EXERCISE GOAL - The records appear below. Repeat them exactly.

[Segmentation mask data]
= = = =
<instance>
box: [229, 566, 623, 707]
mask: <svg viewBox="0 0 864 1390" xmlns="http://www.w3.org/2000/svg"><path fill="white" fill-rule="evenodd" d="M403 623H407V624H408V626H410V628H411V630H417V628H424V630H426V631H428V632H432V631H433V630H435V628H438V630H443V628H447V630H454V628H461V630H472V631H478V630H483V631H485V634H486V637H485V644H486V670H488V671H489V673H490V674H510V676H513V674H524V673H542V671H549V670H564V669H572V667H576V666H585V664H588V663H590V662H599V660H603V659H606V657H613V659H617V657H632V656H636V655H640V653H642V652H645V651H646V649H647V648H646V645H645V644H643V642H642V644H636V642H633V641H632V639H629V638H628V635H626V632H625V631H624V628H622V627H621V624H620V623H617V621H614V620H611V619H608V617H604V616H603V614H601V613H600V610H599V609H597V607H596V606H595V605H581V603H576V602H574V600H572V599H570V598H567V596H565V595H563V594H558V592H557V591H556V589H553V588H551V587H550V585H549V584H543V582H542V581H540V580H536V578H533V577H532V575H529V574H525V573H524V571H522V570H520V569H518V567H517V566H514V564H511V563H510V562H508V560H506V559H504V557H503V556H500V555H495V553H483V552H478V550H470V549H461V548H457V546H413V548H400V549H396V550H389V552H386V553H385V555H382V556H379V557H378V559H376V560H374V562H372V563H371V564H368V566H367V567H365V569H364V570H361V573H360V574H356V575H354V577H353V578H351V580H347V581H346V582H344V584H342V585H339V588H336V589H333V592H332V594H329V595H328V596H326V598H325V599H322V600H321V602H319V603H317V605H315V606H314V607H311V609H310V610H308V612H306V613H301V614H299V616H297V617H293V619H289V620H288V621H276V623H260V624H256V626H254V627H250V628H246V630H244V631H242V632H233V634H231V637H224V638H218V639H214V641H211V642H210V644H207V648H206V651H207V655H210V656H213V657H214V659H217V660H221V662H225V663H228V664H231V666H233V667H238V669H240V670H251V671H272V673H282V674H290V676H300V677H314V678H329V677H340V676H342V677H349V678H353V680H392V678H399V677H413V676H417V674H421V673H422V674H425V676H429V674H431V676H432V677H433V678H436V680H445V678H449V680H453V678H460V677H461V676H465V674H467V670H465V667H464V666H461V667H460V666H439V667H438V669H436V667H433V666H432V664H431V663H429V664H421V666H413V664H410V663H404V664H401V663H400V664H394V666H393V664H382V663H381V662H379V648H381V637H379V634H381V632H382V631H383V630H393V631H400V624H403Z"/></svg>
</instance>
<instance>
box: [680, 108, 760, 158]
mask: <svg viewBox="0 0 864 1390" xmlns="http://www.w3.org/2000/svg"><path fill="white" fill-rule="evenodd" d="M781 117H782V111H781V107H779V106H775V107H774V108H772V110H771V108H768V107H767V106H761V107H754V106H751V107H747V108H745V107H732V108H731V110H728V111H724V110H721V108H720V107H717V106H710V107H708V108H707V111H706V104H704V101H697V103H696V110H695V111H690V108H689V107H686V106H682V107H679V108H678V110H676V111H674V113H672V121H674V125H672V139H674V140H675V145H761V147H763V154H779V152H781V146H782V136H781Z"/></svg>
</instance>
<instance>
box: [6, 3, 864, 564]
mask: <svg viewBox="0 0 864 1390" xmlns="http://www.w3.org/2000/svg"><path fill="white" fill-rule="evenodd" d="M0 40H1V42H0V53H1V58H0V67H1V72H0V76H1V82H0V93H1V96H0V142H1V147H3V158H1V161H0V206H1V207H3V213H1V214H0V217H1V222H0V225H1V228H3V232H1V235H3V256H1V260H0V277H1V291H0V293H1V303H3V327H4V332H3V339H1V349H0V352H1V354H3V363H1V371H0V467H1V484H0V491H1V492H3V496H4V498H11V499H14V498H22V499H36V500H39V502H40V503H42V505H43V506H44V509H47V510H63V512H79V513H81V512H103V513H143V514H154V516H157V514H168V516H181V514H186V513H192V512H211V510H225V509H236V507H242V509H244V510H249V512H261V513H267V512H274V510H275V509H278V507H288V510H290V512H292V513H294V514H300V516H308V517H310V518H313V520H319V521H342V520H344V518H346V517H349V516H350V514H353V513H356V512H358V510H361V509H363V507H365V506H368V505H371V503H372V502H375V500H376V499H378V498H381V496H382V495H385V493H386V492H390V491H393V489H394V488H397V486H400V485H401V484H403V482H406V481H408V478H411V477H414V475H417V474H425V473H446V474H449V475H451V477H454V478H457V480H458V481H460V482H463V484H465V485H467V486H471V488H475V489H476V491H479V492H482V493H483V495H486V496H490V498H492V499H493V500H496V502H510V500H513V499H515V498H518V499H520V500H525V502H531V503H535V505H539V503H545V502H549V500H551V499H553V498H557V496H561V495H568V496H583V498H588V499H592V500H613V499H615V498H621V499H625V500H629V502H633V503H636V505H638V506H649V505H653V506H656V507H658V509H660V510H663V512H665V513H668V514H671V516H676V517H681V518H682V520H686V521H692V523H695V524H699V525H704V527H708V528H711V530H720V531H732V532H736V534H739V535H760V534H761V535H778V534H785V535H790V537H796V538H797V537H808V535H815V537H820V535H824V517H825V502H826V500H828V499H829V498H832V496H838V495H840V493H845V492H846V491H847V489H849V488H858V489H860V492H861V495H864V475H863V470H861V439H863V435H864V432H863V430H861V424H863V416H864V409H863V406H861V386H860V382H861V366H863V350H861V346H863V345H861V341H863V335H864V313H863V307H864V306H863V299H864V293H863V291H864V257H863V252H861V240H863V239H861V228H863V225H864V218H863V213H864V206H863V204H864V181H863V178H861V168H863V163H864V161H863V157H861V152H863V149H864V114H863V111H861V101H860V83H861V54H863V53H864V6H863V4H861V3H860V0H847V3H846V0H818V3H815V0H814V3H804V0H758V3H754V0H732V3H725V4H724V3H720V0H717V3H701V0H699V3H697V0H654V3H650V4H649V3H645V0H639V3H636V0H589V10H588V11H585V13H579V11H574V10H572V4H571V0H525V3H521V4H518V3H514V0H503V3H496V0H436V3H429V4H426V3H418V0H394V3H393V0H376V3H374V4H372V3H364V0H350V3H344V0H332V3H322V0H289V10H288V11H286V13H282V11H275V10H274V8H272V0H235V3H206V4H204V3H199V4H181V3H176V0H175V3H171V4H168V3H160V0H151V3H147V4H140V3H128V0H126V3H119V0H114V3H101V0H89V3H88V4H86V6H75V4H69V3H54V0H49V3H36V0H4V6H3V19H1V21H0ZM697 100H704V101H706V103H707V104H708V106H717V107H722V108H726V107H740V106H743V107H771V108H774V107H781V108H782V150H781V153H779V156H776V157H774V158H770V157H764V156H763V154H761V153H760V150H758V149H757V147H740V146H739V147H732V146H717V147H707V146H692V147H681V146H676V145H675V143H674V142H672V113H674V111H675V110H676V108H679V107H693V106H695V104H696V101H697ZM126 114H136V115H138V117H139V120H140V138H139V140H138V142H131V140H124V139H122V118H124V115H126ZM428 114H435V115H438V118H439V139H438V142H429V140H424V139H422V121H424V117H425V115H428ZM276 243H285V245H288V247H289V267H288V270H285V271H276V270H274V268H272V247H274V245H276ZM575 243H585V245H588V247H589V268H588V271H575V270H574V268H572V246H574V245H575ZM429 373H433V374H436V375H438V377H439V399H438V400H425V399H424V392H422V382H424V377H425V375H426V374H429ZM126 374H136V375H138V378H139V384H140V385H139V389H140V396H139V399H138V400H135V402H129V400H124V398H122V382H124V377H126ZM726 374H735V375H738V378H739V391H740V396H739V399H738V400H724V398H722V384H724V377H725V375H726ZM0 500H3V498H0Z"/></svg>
= = = =
EXERCISE SOLUTION -
<instance>
box: [229, 566, 623, 707]
mask: <svg viewBox="0 0 864 1390" xmlns="http://www.w3.org/2000/svg"><path fill="white" fill-rule="evenodd" d="M403 623H407V624H408V626H410V628H411V630H417V628H424V630H426V631H428V632H432V631H433V630H435V628H438V630H443V628H447V630H454V628H461V630H472V631H478V630H483V631H485V634H486V637H485V644H486V670H488V671H489V673H490V674H510V676H513V674H524V673H542V671H549V670H564V669H572V667H576V666H585V664H588V663H590V662H599V660H603V659H606V657H613V659H617V657H632V656H636V655H640V653H642V652H645V651H646V649H647V648H646V645H645V644H643V642H642V644H636V642H633V641H632V639H629V638H628V635H626V632H625V631H624V628H622V627H621V624H620V623H617V621H614V620H611V619H608V617H604V616H603V614H601V613H600V610H599V609H597V607H596V606H595V605H581V603H576V602H574V600H572V599H570V598H567V596H565V595H563V594H558V592H557V591H556V589H553V588H551V587H550V585H549V584H543V582H542V581H540V580H536V578H533V577H532V575H529V574H525V573H524V571H522V570H520V569H518V567H517V566H514V564H511V563H510V562H508V560H506V559H504V557H503V556H500V555H495V553H483V552H478V550H470V549H461V548H457V546H413V548H400V549H396V550H389V552H386V553H385V555H382V556H379V557H378V559H376V560H374V562H372V563H371V564H368V566H367V567H365V569H364V570H361V573H360V574H356V575H354V577H353V578H351V580H347V581H346V582H344V584H342V585H339V588H336V589H333V592H332V594H329V595H328V596H326V598H325V599H322V600H321V602H319V603H317V605H315V606H314V607H311V609H310V610H308V612H306V613H301V614H299V616H297V617H293V619H289V620H288V621H276V623H260V624H256V626H254V627H250V628H246V630H244V631H242V632H233V634H231V637H224V638H218V639H214V641H211V642H210V644H207V648H206V651H207V655H210V656H213V657H214V659H217V660H221V662H225V663H228V664H231V666H233V667H238V669H240V670H251V671H272V673H282V674H290V676H300V677H314V678H329V677H340V676H342V677H349V678H353V680H392V678H399V677H413V676H417V674H421V673H422V674H425V676H429V674H431V676H432V677H433V678H436V680H445V678H449V680H453V678H460V677H461V676H465V674H467V670H465V667H464V666H461V667H460V666H439V667H438V669H436V667H433V666H432V664H431V663H429V664H421V666H413V664H410V663H404V664H401V663H400V664H394V666H393V664H382V663H381V662H379V648H381V637H379V634H381V632H382V631H383V630H393V631H400V624H403Z"/></svg>
</instance>
<instance>
box: [680, 108, 760, 158]
mask: <svg viewBox="0 0 864 1390" xmlns="http://www.w3.org/2000/svg"><path fill="white" fill-rule="evenodd" d="M781 117H782V111H781V107H779V106H775V107H774V108H772V110H771V108H768V107H767V106H761V107H754V106H751V107H747V108H745V107H732V108H731V110H728V111H724V110H721V108H720V107H717V106H710V107H708V108H707V111H706V104H704V101H697V103H696V110H695V111H690V108H689V107H686V106H682V107H679V108H678V110H676V111H674V113H672V121H674V125H672V139H674V140H675V145H761V147H763V154H779V152H781V146H782V136H781Z"/></svg>
</instance>
<instance>
box: [6, 3, 864, 564]
mask: <svg viewBox="0 0 864 1390" xmlns="http://www.w3.org/2000/svg"><path fill="white" fill-rule="evenodd" d="M0 40H1V42H0V53H1V58H0V67H1V72H0V76H1V82H0V93H1V96H0V142H1V147H3V158H1V161H0V206H1V207H3V213H1V214H0V217H1V222H0V225H1V228H3V232H1V235H3V256H1V260H0V277H1V291H0V293H1V303H3V327H4V332H3V339H1V349H0V352H1V354H3V363H1V371H0V467H1V484H0V491H1V492H3V496H4V498H11V499H14V498H22V499H36V500H39V502H40V503H42V505H43V506H44V509H47V510H63V512H79V513H81V512H103V513H143V514H154V516H157V514H168V516H181V514H186V513H192V512H211V510H225V509H236V507H242V509H244V510H249V512H261V513H267V512H274V510H275V509H278V507H288V510H290V512H292V513H294V514H300V516H308V517H310V518H313V520H319V521H342V520H344V518H346V517H349V516H350V514H353V513H356V512H358V510H361V509H363V507H365V506H368V505H371V503H372V502H375V500H376V499H378V498H381V496H382V495H385V493H386V492H390V491H393V489H394V488H397V486H400V485H401V484H403V482H406V481H408V478H411V477H414V475H417V474H425V473H446V474H449V475H451V477H454V478H457V480H458V481H460V482H463V484H465V485H467V486H471V488H475V489H476V491H479V492H482V493H483V495H486V496H490V498H492V499H493V500H496V502H510V500H513V499H515V498H518V499H520V500H525V502H531V503H535V505H539V503H545V502H549V500H551V499H553V498H557V496H561V495H568V496H583V498H588V499H592V500H613V499H615V498H621V499H625V500H629V502H633V503H636V505H638V506H649V505H653V506H656V507H658V509H660V510H663V512H665V513H668V514H671V516H676V517H681V518H682V520H686V521H692V523H695V524H699V525H704V527H708V528H711V530H720V531H732V532H736V534H739V535H760V534H761V535H778V534H785V535H790V537H796V538H797V537H808V535H815V537H820V535H824V517H825V502H826V500H828V499H829V498H832V496H838V495H840V493H845V492H846V491H847V489H849V488H858V489H860V492H861V495H864V475H863V470H861V439H863V435H864V432H863V430H861V424H863V416H864V409H863V406H861V386H860V382H861V366H863V350H861V346H863V345H861V341H863V335H864V313H863V307H864V306H863V299H864V293H863V291H864V257H863V252H861V240H863V239H861V228H863V225H864V218H863V213H864V206H863V204H864V181H863V178H861V168H863V163H864V161H863V157H861V152H863V149H864V114H863V111H861V101H860V83H861V54H863V53H864V6H863V4H861V3H860V0H847V3H846V0H818V3H815V0H814V3H804V0H758V3H754V0H732V3H725V4H724V3H720V0H717V3H701V0H699V3H697V0H654V3H650V4H649V3H645V0H639V3H636V0H589V10H588V11H585V13H579V11H574V10H572V4H571V0H525V3H521V4H518V3H514V0H503V3H496V0H436V3H429V4H426V3H418V0H394V3H393V0H376V3H374V4H372V3H364V0H350V3H344V0H332V3H322V0H289V10H288V11H286V13H282V11H275V10H274V8H272V0H235V3H206V4H204V3H199V4H181V3H176V0H175V3H171V4H168V3H160V0H151V3H147V4H140V3H128V0H126V3H119V0H114V3H101V0H89V3H88V4H86V6H75V4H69V3H54V0H49V3H36V0H4V6H3V19H1V21H0ZM697 100H704V101H706V103H707V104H708V106H717V107H722V108H726V107H740V106H743V107H771V108H774V107H781V108H782V150H781V153H779V156H776V157H774V158H770V157H764V156H763V154H761V153H760V150H758V149H757V147H740V146H739V147H732V146H717V147H707V146H692V147H681V146H676V145H675V143H674V142H672V113H674V111H675V110H676V108H679V107H693V106H695V104H696V101H697ZM126 114H136V115H138V117H139V120H140V138H139V140H138V142H131V140H124V139H122V118H124V115H126ZM428 114H435V115H438V118H439V139H438V142H429V140H424V139H422V121H424V117H425V115H428ZM276 243H285V245H288V247H289V267H288V270H285V271H276V270H274V268H272V247H274V245H276ZM575 243H585V245H588V247H589V268H588V271H575V270H574V268H572V246H574V245H575ZM429 373H433V374H436V375H438V377H439V399H438V400H425V399H424V392H422V382H424V377H425V375H426V374H429ZM126 374H136V375H138V378H139V384H140V385H139V389H140V396H139V399H138V400H135V402H129V400H124V398H122V382H124V377H126ZM726 374H735V375H738V378H739V391H740V396H739V399H738V400H724V398H722V384H724V377H725V375H726ZM0 500H3V498H0Z"/></svg>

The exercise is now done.